* _EXCERPTED PASSAGE_:
>>>>>

Ali Nuhu Mohammed (Born 15 March 1974) is a Nigerian actor and director. He acts in both Hausa and English movies, and he is also known as king of Kannywood or "Sarki Ali" by the media; Kannywood is the Hausa film industry headquartered in Kano, Nigeria. Ali Nuhu has appeared in more than 500 Nollywood and Kannywood films, and earned numerous accolades. Ali Nuhu is widely regarded as one of the greatest and most influential actors of all time in the history of Hausa Cinema, as well as Nigerian Cinema In terms of audience, size, and income, and he has been described as the most successful Hausa film star in the world.

Early life and education 
Ali Nuhu Mohammed was born in Maiduguri, Borno State, in north-eastern Nigeria. His father, Nuhu Poloma, hailed from Balanga local government area of Gombe State and his mother, Fatima Karderam Digema from Bama Local Government Area of Borno State. He grew up in Jos and Kano. After secondary school education, he received a Bachelors of art degree in Geography from the University of Jos. He did his National Service in Ibadan, Oyo State. He later attended University of Southern California for a course in film production and cinematic arts.

<<<<<

* _STATED TASK_:
Check each statement against the Ali Nuhu biography above and answer yes or no, quoting the words that settle it: (a) Ali Nuhu was born in Kano. (b) He earned a degree in Geography from the University of Jos. (c) His father came from Gombe State.

(Records of labeled points)
>>>>>

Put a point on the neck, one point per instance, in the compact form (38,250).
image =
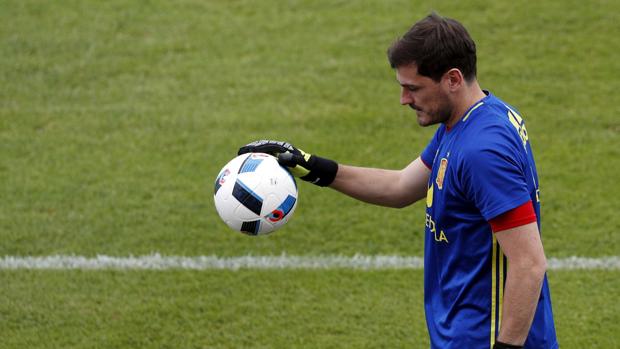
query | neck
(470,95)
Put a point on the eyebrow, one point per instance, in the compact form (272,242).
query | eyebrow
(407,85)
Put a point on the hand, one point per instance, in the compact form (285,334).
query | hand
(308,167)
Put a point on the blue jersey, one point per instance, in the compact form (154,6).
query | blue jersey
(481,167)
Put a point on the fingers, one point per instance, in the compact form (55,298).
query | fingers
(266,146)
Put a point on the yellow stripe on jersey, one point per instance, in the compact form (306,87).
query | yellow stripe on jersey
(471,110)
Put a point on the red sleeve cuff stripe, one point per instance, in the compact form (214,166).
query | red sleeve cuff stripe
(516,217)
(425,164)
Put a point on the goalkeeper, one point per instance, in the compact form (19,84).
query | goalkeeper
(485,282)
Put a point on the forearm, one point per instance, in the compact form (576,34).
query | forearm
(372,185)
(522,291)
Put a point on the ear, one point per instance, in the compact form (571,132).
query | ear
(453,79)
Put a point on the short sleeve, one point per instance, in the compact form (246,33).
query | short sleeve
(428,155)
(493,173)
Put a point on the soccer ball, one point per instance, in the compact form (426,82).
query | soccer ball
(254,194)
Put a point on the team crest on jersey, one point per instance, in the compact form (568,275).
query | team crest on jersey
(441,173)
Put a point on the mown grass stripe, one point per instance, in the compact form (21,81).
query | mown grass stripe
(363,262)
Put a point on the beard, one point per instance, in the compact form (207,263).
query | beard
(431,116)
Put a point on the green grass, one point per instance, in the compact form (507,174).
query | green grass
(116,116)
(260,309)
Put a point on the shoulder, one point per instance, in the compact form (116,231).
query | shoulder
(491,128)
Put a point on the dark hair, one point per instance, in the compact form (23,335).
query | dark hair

<<<<<

* _TASK RESULT_:
(a) No: "Ali Nuhu Mohammed was born in Maiduguri, Borno State, in north-eastern Nigeria."
(b) Yes: "he received a Bachelors of art degree in Geography from the University of Jos."
(c) Yes: "His father, Nuhu Poloma, hailed from Balanga local government area of Gombe State"